# What you will do
1. According to the thread, over roughly how many seconds of reported events does the new fault-reporting module gather data?
2. Please retype the thread from "At heart, you" up to and including "do it yourself.".

# Extract
My boss said logs in current state are not acceptable for the customer. If there is a fault, a dozen of different modules of the device report their own errors and they all land in logs. The original reason of the fault may be buried somewhere in the middle of the list, may not appear on the list (given module being too damaged to report), or appear way late after everything else finished reporting problems that result from the original fault. Anyway, there are few people outside the system developers who can properly interprete the logs and come up with what actually happened.
My current task is writing a module that does a customer-friendly fault-reporting. That is, gather all the events that were reported over the last ~3 seconds (which is about the max interval between origin of the fault occurring and the last resulting after-effects), do some magic processing of this data, and come up with one clear, friendly line what is broken and needs to be fixed.
The problem is the magic part: how, given a number of fault reports, to come up with the original source of the fault. There is no simple list of cause-effect list. There are just commonly occurring chains of events displaying certain regularities.
Examples:
There is no comprehensive list of rules as to what causes what. The rules will be added as new kinds of faults occur "in the wild" and are diagnosed and fixed. Some of them are heuristics - if this error is accompanied with these errors, then the fault is most likely this. Some faults will not be solved - a bland list of module reports will have to suffice. Some answers will be ambigous, one set of symptoms may suggest two different faults. This is more of a "best effort" than a "guaranteed solution" one.
Now for the (overly general and vague) question: how to solve this? Are there specific algorithms, methods or generalized solutions to this kind of problem? How to write the generalized rulesets and match against them? How to do the soft-matching? (say, an input module broke right in the middle of an emergency halt, it's a completely unrelated event to be ignored.) Help please?
In all honesty, I would just write a series of simple rules and be done with it. It will be a pain maintenance wise, but getting this right may be time consuming and brittle.
If you insist, I would approach this by having each error drop some sort of symbol/token for each error code - you'll make this much harder if you try to do some bag of words/keyword matching. You would then input the outputted tokens in some sort of classifier.
At heart, you need some sort of rules engine - be it fuzzy or exact. The first thing that comes to mind is a hand-built Bayesian network. This would allow for fuzzy matching as you would calculate the most probable 'report' as a function of the tokens you receive. It also allows you to set a threshold for token groups that aren't really indicative of anything by specifying the minimum probability to return an answer.
You could also train a Bayes net or other type classifier, but you'll need quite a bit of data that you've manually labeled (token1,token2,token3->faultxyz) and it might be more accurate to do it yourself.

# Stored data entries

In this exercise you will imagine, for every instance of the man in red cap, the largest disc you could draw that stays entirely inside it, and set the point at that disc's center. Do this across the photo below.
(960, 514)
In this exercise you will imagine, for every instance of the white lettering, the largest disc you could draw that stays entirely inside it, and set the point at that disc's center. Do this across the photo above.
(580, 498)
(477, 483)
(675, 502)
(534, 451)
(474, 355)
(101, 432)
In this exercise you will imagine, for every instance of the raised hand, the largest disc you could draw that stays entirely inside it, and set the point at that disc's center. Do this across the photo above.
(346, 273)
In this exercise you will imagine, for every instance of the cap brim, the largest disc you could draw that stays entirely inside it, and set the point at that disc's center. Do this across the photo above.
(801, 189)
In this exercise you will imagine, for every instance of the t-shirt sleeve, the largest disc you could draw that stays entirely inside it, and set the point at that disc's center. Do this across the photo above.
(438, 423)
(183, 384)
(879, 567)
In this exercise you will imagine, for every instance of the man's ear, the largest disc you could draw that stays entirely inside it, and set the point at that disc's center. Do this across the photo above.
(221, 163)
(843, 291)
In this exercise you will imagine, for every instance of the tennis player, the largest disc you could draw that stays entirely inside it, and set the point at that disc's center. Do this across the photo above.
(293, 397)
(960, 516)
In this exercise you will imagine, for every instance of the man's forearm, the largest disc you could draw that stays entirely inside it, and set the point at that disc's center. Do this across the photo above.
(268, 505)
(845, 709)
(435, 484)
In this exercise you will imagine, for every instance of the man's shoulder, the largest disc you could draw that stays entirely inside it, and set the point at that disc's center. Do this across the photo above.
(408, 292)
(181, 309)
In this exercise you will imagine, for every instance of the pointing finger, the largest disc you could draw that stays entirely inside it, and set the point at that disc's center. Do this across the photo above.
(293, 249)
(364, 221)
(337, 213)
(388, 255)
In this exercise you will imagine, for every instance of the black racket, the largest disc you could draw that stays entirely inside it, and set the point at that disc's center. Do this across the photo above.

# Solved problems
1. About the last 3 seconds.

2.
At heart, you need some sort of rules engine - be it fuzzy or exact. The first thing that comes to mind is a hand-built Bayesian network. This would allow for fuzzy matching as you would calculate the most probable 'report' as a function of the tokens you receive. It also allows you to set a threshold for token groups that aren't really indicative of anything by specifying the minimum probability to return an answer.
You could also train a Bayes net or other type classifier, but you'll need quite a bit of data that you've manually labeled (token1,token2,token3->faultxyz) and it might be more accurate to do it yourself.